Task to complete:
Rewrite the part of the records that opens at their start and closes with the line containing "[209,168,227,180]", substituting "coat" for "jacket" and leaving everything else unchanged. Omit the pictures from your answer.

(Photo labels with bounding boxes)

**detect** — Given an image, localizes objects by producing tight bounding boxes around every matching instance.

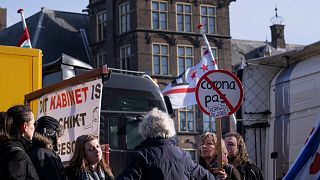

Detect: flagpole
[198,24,218,69]
[17,9,32,48]
[17,9,27,29]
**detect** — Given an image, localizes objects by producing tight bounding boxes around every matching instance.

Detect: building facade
[88,0,232,159]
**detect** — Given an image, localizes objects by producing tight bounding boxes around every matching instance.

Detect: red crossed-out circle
[196,70,243,115]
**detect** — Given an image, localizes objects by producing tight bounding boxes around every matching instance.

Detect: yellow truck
[0,46,42,111]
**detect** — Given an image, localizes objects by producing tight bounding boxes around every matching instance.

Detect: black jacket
[0,138,39,180]
[237,162,263,180]
[117,138,216,180]
[66,166,114,180]
[28,133,67,180]
[199,157,241,180]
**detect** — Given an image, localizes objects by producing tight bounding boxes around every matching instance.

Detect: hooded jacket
[117,138,216,180]
[28,133,67,180]
[0,138,39,180]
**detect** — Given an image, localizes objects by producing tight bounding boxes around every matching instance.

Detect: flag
[284,117,320,180]
[17,9,32,48]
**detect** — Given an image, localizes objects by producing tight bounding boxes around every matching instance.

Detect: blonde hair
[224,132,250,164]
[69,135,113,176]
[199,132,228,155]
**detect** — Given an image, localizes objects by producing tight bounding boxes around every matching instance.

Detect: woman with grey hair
[117,108,216,180]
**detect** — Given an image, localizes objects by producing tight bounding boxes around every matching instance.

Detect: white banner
[37,79,103,162]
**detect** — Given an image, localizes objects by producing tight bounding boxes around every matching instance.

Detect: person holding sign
[66,135,114,180]
[28,116,67,180]
[224,132,263,180]
[117,108,216,180]
[199,132,241,180]
[0,105,39,179]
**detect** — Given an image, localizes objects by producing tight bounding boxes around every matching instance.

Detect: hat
[35,116,63,136]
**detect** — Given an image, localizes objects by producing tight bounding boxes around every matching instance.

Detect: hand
[209,168,227,180]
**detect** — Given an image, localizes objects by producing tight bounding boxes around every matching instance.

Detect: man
[28,116,67,180]
[224,132,263,180]
[117,108,216,180]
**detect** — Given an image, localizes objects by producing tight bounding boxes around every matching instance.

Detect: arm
[190,159,216,180]
[116,153,145,180]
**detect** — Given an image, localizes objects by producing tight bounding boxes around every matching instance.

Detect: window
[200,6,216,34]
[152,1,168,30]
[177,4,192,32]
[96,11,107,42]
[152,44,169,75]
[96,53,106,67]
[178,46,193,75]
[120,45,131,70]
[201,46,219,65]
[119,2,130,33]
[179,106,195,132]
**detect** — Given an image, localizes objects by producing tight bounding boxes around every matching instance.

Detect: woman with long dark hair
[66,135,114,180]
[0,105,39,179]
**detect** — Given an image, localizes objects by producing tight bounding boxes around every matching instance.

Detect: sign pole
[216,118,222,170]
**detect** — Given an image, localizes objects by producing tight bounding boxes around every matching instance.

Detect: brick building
[87,0,233,158]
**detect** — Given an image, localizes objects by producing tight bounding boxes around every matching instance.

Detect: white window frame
[151,43,170,75]
[96,53,106,67]
[199,5,217,34]
[96,11,107,42]
[151,1,168,30]
[119,1,130,34]
[177,45,194,75]
[119,44,132,70]
[176,3,193,32]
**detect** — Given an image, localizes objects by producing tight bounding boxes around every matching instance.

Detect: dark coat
[0,138,39,180]
[28,133,67,180]
[199,157,241,180]
[117,138,216,180]
[66,166,114,180]
[237,162,263,180]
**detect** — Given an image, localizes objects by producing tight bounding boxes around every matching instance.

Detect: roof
[231,39,303,66]
[0,8,90,64]
[247,41,320,67]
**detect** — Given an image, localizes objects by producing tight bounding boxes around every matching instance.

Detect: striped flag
[162,25,218,109]
[283,117,320,180]
[17,9,32,48]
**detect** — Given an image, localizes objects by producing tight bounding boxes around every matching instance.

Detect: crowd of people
[0,105,263,180]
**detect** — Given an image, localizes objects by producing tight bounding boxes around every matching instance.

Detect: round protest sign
[196,70,243,118]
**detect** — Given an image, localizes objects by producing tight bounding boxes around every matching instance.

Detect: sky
[0,0,320,45]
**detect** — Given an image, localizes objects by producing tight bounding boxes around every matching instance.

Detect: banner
[37,79,103,162]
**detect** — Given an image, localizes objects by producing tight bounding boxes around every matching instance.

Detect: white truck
[241,41,320,179]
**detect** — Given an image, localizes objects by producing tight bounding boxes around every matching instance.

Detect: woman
[199,132,241,180]
[224,132,263,180]
[0,105,39,179]
[66,135,114,180]
[28,116,67,180]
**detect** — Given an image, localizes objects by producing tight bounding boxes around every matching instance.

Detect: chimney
[270,4,286,48]
[270,24,286,48]
[0,7,7,31]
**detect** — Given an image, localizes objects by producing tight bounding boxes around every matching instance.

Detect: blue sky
[0,0,320,45]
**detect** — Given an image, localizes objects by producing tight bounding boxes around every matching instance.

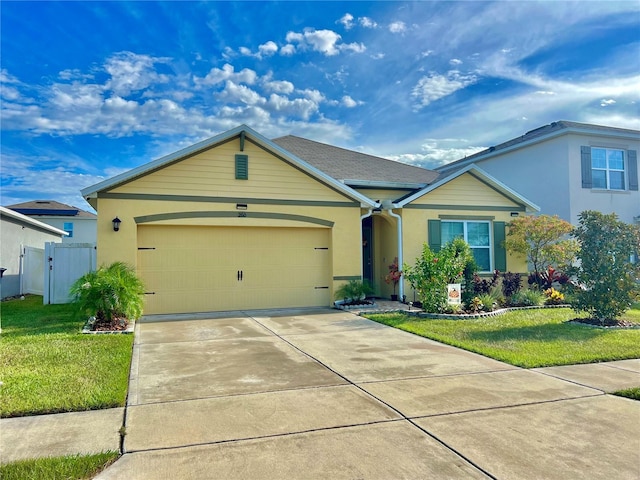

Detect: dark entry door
[362,217,373,285]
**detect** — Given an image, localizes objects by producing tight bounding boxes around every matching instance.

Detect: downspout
[388,204,404,301]
[360,208,373,282]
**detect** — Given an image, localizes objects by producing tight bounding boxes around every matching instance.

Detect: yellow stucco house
[82,125,537,314]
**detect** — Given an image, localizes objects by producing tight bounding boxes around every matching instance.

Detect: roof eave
[435,126,638,173]
[80,124,377,208]
[394,163,540,213]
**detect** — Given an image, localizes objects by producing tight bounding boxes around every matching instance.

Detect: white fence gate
[43,242,96,305]
[20,246,45,295]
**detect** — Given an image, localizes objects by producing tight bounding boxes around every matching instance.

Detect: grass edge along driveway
[0,295,133,418]
[364,303,640,368]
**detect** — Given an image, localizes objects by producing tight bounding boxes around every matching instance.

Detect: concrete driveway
[98,310,640,480]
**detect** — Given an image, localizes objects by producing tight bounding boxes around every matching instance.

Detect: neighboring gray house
[436,121,640,225]
[7,200,98,244]
[0,207,66,298]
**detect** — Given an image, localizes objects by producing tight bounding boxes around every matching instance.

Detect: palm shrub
[403,238,475,312]
[334,280,373,301]
[70,262,144,323]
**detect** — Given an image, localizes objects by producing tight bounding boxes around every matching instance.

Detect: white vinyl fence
[42,242,96,305]
[20,246,44,295]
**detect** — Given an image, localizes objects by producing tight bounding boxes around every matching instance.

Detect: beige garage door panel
[138,225,331,314]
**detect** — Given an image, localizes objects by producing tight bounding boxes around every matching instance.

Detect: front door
[362,217,373,285]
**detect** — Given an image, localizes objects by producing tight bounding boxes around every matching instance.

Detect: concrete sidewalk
[0,310,640,479]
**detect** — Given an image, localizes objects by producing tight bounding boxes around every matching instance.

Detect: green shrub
[511,289,547,307]
[334,280,373,301]
[543,287,564,305]
[403,238,475,313]
[572,211,640,322]
[70,262,144,322]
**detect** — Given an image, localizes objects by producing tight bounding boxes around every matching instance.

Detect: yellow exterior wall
[401,174,528,299]
[111,139,348,202]
[97,136,362,308]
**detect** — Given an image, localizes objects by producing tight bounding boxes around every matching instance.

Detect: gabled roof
[394,164,540,212]
[0,207,69,237]
[81,125,377,207]
[436,120,640,173]
[7,200,97,218]
[273,135,438,188]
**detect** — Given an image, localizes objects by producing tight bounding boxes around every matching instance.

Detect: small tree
[573,211,640,324]
[504,215,578,272]
[403,238,475,312]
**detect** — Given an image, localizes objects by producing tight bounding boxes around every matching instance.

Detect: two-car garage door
[138,225,331,314]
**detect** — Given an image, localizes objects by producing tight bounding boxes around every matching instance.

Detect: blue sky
[0,1,640,210]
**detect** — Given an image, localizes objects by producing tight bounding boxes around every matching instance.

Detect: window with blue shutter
[236,155,249,180]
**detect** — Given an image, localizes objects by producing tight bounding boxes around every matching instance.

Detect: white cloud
[336,13,353,30]
[389,21,407,33]
[281,28,366,57]
[104,52,169,96]
[258,40,278,57]
[358,17,378,28]
[193,63,257,85]
[280,43,296,57]
[411,70,477,109]
[339,42,367,53]
[264,80,294,94]
[219,80,265,105]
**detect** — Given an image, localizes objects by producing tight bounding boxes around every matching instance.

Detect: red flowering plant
[384,257,402,295]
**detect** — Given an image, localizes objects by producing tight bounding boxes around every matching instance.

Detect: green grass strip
[0,452,119,480]
[0,296,133,417]
[366,304,640,368]
[613,387,640,400]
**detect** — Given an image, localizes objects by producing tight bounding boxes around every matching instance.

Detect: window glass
[591,170,607,188]
[607,150,624,170]
[609,172,624,190]
[62,222,73,238]
[471,248,491,272]
[440,222,464,245]
[591,148,607,168]
[467,222,489,247]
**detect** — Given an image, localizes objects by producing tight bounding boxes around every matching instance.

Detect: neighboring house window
[236,155,249,180]
[427,220,507,272]
[63,222,73,238]
[581,146,638,190]
[591,148,625,190]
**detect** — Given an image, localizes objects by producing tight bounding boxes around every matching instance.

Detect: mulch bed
[568,318,640,328]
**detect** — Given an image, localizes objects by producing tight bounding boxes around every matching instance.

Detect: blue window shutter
[580,146,593,188]
[493,222,507,272]
[627,150,638,190]
[236,155,249,180]
[427,220,442,252]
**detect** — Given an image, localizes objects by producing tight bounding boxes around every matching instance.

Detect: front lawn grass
[0,452,119,480]
[613,387,640,400]
[0,295,133,417]
[366,304,640,368]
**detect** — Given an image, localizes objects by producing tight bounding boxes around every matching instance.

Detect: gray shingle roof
[6,200,97,218]
[437,120,640,172]
[272,135,438,185]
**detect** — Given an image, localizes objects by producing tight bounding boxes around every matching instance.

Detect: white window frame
[62,222,73,238]
[591,147,627,192]
[440,219,493,273]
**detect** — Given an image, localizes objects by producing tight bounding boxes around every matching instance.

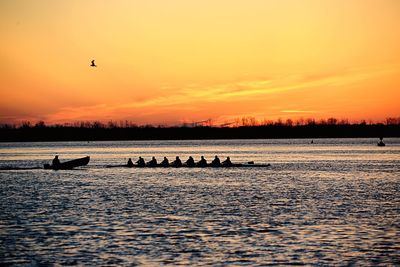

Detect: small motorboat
[43,156,90,170]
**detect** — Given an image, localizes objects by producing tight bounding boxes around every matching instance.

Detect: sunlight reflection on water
[0,139,400,266]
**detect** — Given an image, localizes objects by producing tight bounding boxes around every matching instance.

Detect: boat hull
[106,163,271,169]
[44,156,90,170]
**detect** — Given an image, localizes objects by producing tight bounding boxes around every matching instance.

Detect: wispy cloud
[43,63,399,124]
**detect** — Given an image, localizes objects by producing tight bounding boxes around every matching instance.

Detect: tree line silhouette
[0,117,400,142]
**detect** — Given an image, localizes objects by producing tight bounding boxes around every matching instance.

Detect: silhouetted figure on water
[161,157,169,167]
[211,156,221,167]
[146,157,157,167]
[136,157,146,167]
[222,157,232,166]
[186,156,196,167]
[126,158,133,167]
[172,156,182,167]
[51,155,61,167]
[378,137,385,146]
[196,156,207,167]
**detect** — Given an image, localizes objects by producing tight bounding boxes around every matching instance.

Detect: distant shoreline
[0,124,400,142]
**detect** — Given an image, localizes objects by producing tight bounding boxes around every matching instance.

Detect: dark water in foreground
[0,139,400,266]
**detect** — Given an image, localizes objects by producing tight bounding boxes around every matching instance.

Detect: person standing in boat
[211,156,221,167]
[51,155,61,167]
[186,156,196,167]
[172,156,182,167]
[126,158,133,167]
[378,137,385,146]
[196,156,207,167]
[136,157,146,167]
[222,157,232,166]
[146,157,157,167]
[161,157,169,167]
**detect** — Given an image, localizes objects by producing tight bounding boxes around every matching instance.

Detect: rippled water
[0,138,400,266]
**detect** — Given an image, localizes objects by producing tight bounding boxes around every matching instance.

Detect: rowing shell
[106,163,271,168]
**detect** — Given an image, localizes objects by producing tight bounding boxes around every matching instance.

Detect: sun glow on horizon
[0,0,400,124]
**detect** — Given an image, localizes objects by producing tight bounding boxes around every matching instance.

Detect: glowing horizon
[0,0,400,125]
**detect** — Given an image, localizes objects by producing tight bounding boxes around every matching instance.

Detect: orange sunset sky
[0,0,400,124]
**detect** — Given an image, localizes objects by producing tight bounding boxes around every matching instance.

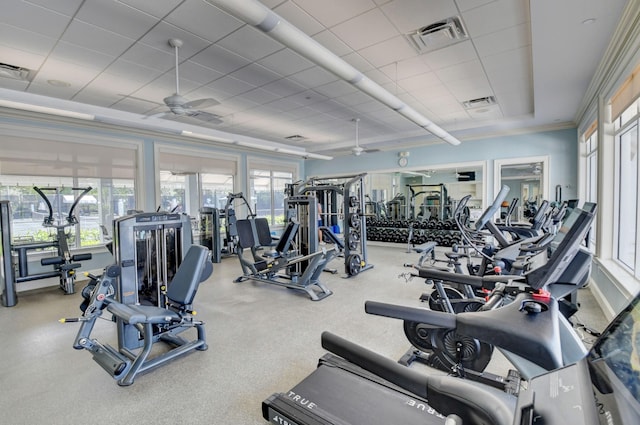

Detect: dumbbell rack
[367,218,462,246]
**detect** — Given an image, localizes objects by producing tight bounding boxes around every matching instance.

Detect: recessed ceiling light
[47,80,71,87]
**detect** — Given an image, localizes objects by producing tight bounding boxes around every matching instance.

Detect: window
[249,168,293,225]
[0,175,135,248]
[585,126,598,252]
[0,128,140,248]
[614,100,640,277]
[156,145,238,217]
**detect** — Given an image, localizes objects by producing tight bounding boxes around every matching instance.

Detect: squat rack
[296,173,373,277]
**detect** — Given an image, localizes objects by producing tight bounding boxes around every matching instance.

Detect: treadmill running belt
[262,354,445,425]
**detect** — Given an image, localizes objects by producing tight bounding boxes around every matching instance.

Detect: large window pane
[618,124,638,270]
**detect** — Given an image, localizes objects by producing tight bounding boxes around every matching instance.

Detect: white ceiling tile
[179,61,224,84]
[0,1,69,38]
[473,23,531,57]
[381,0,458,33]
[50,41,115,69]
[398,72,442,92]
[262,78,305,97]
[462,0,529,38]
[455,0,496,11]
[380,56,431,81]
[314,80,357,98]
[166,1,244,41]
[61,20,135,56]
[358,36,416,68]
[331,9,398,50]
[33,59,99,91]
[75,1,156,39]
[273,2,325,35]
[289,66,337,88]
[258,49,314,77]
[207,75,256,96]
[118,0,182,18]
[445,76,494,102]
[435,59,485,83]
[229,63,282,87]
[0,23,58,58]
[240,87,278,105]
[422,41,478,70]
[341,52,374,73]
[295,0,375,27]
[312,30,353,56]
[121,43,175,72]
[190,44,249,74]
[218,25,283,62]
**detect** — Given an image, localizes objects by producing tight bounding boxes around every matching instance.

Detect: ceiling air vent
[285,134,307,142]
[462,96,496,109]
[0,63,35,81]
[406,16,469,53]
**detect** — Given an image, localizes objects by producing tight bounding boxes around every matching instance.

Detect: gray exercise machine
[60,245,213,386]
[235,215,338,301]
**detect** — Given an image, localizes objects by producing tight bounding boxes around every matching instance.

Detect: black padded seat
[107,303,182,325]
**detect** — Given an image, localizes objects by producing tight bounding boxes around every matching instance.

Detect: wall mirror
[365,161,487,220]
[494,156,550,221]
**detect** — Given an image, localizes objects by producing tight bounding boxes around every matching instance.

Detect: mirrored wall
[365,161,486,220]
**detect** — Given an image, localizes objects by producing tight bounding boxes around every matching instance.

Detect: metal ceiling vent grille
[0,63,35,81]
[462,96,496,109]
[406,16,469,53]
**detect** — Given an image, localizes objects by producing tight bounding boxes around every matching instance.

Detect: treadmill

Solved problem:
**detect** — Given an image, localizes objects by producing tight bounding boxes around every matching instance.


Detect: flagpole
[198,24,218,69]
[17,9,32,48]
[17,9,27,29]
**detect** — Given an image, localizes objects by producing tight bounding boxes around every matching instance.

Detect: building facade
[88,0,232,159]
**detect** — Given an image, localizes objects by producing tight bounding boxes around every matching instance.

Detect: red crossed-out circle
[196,70,243,115]
**detect** — Given an image, localizes objects by producing tight bounding boxes around every matching instance.

Detect: yellow truck
[0,46,42,111]
**detect** — Given an image, localizes objects by producing tight bounding boxes around every matching instance.

Detect: black coat
[0,138,39,180]
[237,162,263,180]
[117,138,216,180]
[66,166,114,180]
[28,133,67,180]
[199,157,241,180]
**detect** — Given an image, localizes objects by producing tight bounding boxes around every matching instance.

Detect: hooded coat
[117,138,216,180]
[28,133,67,180]
[0,138,39,180]
**detect** — Given an image, localizes objects by producing tight bounding boxes around every matching instance.

Detect: flag
[284,117,320,180]
[17,9,32,48]
**detect** — Given an image, localizes objects by producing tight bounding boxes around every matching instance.

Detect: blonde hair
[224,132,250,164]
[69,135,113,176]
[199,132,228,155]
**detect** — Given an image, localizes objects by producing tight bounding boxes around every matching instance.

Detect: woman with grey hair
[117,108,216,180]
**detect** — Given an image, localizes objects by producing tight bounding boxes around every matching instance.

Detect: white banner
[37,79,103,162]
**detect** — Given an image, localizes objects by producing tight bounding boxes around every matching instance.

Detect: person holding sign
[66,135,114,180]
[28,116,67,180]
[224,132,263,180]
[117,108,216,180]
[199,132,241,180]
[0,105,39,179]
**detect** — Given an image, localizes objects by producing tight bounding boxes around every matching instance.

Detect: hat
[35,116,63,136]
**detect** — Given an image, localizes objects by producing tight bounding boxes around every matching instance.

Detect: hand
[209,168,227,180]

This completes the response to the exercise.